## Direction
Continue the biography of Ludwik Flaszen from where it stops.

## Document excerpt
— Begin —

- Born: 14 June 1930 Kraków, Poland
- Died: 24 October 2020 (aged 90) Paris, France
- Occupations: Theatre director Writer

= Ludwik Flaszen =

Polish writer and theatre director (1930–2020)

Ludwik Flaszen (14 June 1930 – 24 October 2020) was a Polish theatre director and writer. He collaborated with Jerzy Grotowski, with whom he cofounded the Teatr 13 Rzędów in Opole, as well as the Teatr Laboratorium. He lived in Paris from 1984 until his death.

==Biography==
Flaszen was born into a Jewish family in Kraków. He lived in the Soviet Union during World War II. He began his career working for the magazine Życie Literackie before becoming literary director of the Juliusz Słowacki Theatre. He started the discussion on socialist realism in the theatre and was against the simplifications of Stalinist ideals. His first book, Głowa i mur, published in 1958, caused him to be arrested and the book destroyed.

— End —

## Material
— Begin —

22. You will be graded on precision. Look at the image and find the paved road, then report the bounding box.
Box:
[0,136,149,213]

— End —

## Exercise output
In 1959, Flaszen was given the opportunity to take over direction of the Teatr 13 Rzędów, but decided to defer power to Jerzy Grotowski, despite the fact that the two men did not know each other personally. In a letter to a colleague written years later, Grotowski stated that "Ludwik was very critical of me, of my directing work, but it was precisely he who was offered the management of a theater in Opole and it was he who then entrusted it to me".

Flaszen wrote several sketches on the theatre, such as Cyrograf, Teatr skazany na magię, and Il Teatr Laboratorium di Jerzy Grotowski 1959 –1969, testi e materiali di Jerzy Grotowski e Ludwik Flaszen con un scritto di Eugenio Barba.

On 10 May 2000, Flaszen was awarded the Order of Merit of the Republic of Poland by President Aleksandr Kwaśniewski. On 12 January 2009, he was awarded the Medal for Merit to Culture – Gloria Artis by Minister of Culture Bogdan Zdrojewski.

Ludwik Flaszen died in Paris on 24 October 2020 at the age of 90.

==Publications==
- Głowa i mur (1958)
- Cyrograf (1971)
- Teatr skazany na magię (1983)
- Teatr – sztuka antraktu; Marzyciele (2003)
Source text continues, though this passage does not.